> **Your task**:
For every entry below, give an exact repeat and leave out the pictures.
======== Source data
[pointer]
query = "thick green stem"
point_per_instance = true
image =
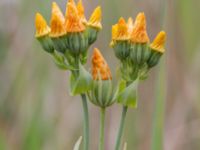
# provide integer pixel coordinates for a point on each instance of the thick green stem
(121, 128)
(86, 123)
(102, 128)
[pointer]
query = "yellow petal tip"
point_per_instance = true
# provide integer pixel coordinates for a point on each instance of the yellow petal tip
(95, 19)
(73, 21)
(57, 21)
(139, 33)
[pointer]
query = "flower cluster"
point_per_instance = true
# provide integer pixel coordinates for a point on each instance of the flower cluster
(131, 45)
(68, 39)
(69, 36)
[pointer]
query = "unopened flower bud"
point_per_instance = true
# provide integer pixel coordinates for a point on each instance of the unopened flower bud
(94, 25)
(102, 90)
(76, 31)
(42, 33)
(139, 41)
(157, 49)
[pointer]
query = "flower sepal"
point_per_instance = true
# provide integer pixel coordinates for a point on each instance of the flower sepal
(127, 95)
(61, 62)
(139, 53)
(121, 49)
(102, 93)
(154, 58)
(129, 71)
(77, 42)
(46, 43)
(60, 43)
(82, 83)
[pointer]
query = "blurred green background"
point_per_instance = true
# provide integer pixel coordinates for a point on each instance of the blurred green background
(37, 112)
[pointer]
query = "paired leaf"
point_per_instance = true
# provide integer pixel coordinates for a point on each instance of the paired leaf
(128, 95)
(82, 83)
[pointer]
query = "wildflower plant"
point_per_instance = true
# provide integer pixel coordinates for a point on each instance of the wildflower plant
(68, 39)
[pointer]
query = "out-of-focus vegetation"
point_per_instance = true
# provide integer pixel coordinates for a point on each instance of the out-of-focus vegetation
(36, 111)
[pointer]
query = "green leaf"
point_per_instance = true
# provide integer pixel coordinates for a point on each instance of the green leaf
(61, 62)
(83, 83)
(125, 146)
(78, 143)
(128, 96)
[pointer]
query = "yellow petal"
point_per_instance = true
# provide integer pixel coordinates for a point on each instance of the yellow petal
(95, 19)
(139, 34)
(122, 33)
(81, 11)
(73, 22)
(159, 42)
(130, 25)
(57, 21)
(100, 67)
(114, 31)
(41, 26)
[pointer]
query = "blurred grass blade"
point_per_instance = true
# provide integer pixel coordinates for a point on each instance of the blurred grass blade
(159, 111)
(78, 143)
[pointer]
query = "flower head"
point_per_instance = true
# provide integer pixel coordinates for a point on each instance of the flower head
(73, 22)
(100, 69)
(120, 30)
(42, 28)
(57, 21)
(139, 33)
(159, 42)
(81, 11)
(95, 19)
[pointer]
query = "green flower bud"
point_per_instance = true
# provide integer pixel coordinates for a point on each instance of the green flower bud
(77, 42)
(121, 49)
(80, 82)
(102, 93)
(129, 70)
(127, 95)
(60, 43)
(46, 43)
(154, 58)
(157, 49)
================
> **Exercise solution**:
[pointer]
query = "thick green stem"
point_per_instance = true
image =
# provide integer pixel coordinates for a point on each instance of the thick green stem
(121, 128)
(86, 123)
(102, 128)
[pointer]
query = "yellow petal tip"
point_per_instance = true
# provide integer pixel coordinates for a point on each instance of the yellow petal tip
(95, 19)
(73, 21)
(57, 21)
(139, 33)
[pointer]
query = "flower cluster"
point_per_instance = true
# provide integer pixel coordinates for a point on each instance of the flower cluster
(131, 45)
(68, 39)
(69, 36)
[pointer]
query = "unopened flower bud"
point_per_instance = true
# provide integer pixel coordinates for a point on each instance of the unopened flower bud
(94, 25)
(102, 90)
(76, 31)
(42, 33)
(139, 41)
(157, 49)
[pointer]
query = "flower sepal"
point_per_instance = true
# provide integer pixel coordinates for a point on each instance of the flower sepal
(127, 95)
(61, 62)
(139, 53)
(121, 49)
(102, 93)
(154, 58)
(129, 71)
(77, 42)
(46, 43)
(60, 43)
(82, 83)
[pointer]
query = "blurred green background"
point_per_instance = true
# provide integer pixel coordinates for a point on each instance of the blurred green background
(37, 112)
[pointer]
query = "paired leaf"
point_per_instance = true
# provide integer pixel coordinates for a point on each instance of the paired leaf
(128, 95)
(82, 83)
[pointer]
query = "wildflower plant"
point_per_instance = true
# provide integer pixel coordinates for a point on each instance of the wildflower plant
(68, 39)
[pointer]
query = "out-of-focus vegetation"
point_per_instance = true
# provide integer pixel coordinates for a point on each instance of the out-of-focus vegetation
(36, 111)
[pointer]
query = "green leaf"
point_per_instance = true
# provide integer pixel coordinates for a point on each instance of the green leaf
(61, 62)
(83, 83)
(125, 146)
(78, 143)
(128, 96)
[pointer]
query = "yellow petal"
point_per_instance = true
# provide integer pixel coordinates for a point on each instance of the yellow petal
(95, 19)
(139, 34)
(122, 33)
(81, 11)
(73, 22)
(159, 42)
(130, 25)
(57, 21)
(100, 67)
(114, 31)
(41, 26)
[pointer]
query = "blurred grass blade"
point_per_instance = true
# provide integer pixel coordinates for a point on each instance of the blurred grass blade
(159, 111)
(78, 143)
[pointer]
query = "flower head"
point_per_instance = true
# provide integer pixel coordinates for a point on each instance of the flower head
(73, 22)
(100, 69)
(120, 30)
(42, 28)
(57, 21)
(139, 33)
(159, 42)
(81, 11)
(95, 19)
[pointer]
query = "green flower bud"
point_per_instance = true
# provide integer pixel coordinates for a point on each instance of the green flower bud
(77, 42)
(121, 49)
(80, 82)
(102, 93)
(129, 70)
(127, 95)
(60, 43)
(46, 43)
(154, 58)
(157, 49)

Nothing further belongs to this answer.